# [GIVEN EXERCISE]
Update every one of the rows below by changing "innermost point" to "central point" and keeping all other text the same. Leave the pictures out of your answer.

# [DATASET EXTRACT]
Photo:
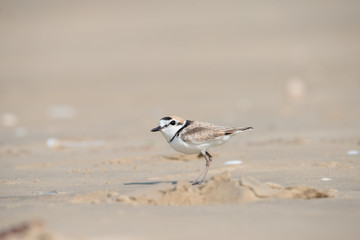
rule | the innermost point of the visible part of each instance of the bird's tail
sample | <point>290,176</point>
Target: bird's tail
<point>237,130</point>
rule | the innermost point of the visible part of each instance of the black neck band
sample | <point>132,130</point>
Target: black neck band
<point>178,132</point>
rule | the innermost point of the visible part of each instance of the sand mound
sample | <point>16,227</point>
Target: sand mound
<point>221,189</point>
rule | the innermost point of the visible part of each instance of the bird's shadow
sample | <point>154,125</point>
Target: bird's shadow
<point>151,183</point>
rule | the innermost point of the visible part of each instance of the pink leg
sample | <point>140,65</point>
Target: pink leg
<point>204,172</point>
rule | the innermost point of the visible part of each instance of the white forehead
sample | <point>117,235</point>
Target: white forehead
<point>163,122</point>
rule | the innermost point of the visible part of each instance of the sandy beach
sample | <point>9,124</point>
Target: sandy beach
<point>82,84</point>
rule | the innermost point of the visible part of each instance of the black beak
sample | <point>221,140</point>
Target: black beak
<point>156,129</point>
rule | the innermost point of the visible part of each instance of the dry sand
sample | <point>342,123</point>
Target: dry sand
<point>82,84</point>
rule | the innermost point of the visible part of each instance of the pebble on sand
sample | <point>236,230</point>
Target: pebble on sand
<point>353,152</point>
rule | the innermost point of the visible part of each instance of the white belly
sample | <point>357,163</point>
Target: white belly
<point>188,148</point>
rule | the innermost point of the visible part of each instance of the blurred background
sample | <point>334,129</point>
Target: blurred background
<point>114,68</point>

# [WORKED ANSWER]
Photo:
rule | the central point of the visible part of each instance of the bird's tail
sample | <point>290,176</point>
Target: bird's tail
<point>237,130</point>
rule | the central point of the visible part of each instance of the black neck band
sample | <point>132,130</point>
Target: black neck band
<point>178,132</point>
rule | the central point of the visible part of each instance of the sand mound
sample | <point>16,227</point>
Target: sand mound
<point>221,189</point>
rule | the central point of the visible part of each instance of the bird's shadow
sample | <point>154,125</point>
Target: bird's shadow
<point>151,183</point>
rule | the central point of the visible part of each instance of the pink leg
sample | <point>140,65</point>
Target: pink leg
<point>204,172</point>
rule | the central point of the visible part of each instance of the white forehead
sample | <point>117,235</point>
Target: white forehead
<point>163,122</point>
rule | the central point of the visible part of each instance of the sandy beach
sample | <point>9,124</point>
Target: sandy beach
<point>82,84</point>
rule | the central point of the visible part of each instance of the black beak
sample | <point>221,140</point>
Target: black beak
<point>156,129</point>
rule | the central point of the visible part of each instance of the dry sand
sample | <point>342,123</point>
Target: dry sand
<point>82,84</point>
rule | the central point of the visible part of each instance of the pebble on sand
sample | <point>236,230</point>
Target: pebble on sand
<point>353,152</point>
rule | the central point of the visible part of each instance of the white belly
sample | <point>357,163</point>
Target: white belly
<point>188,148</point>
rule | the central point of the visible part of each instance of the blurred background
sample | <point>334,129</point>
Target: blurred background
<point>114,68</point>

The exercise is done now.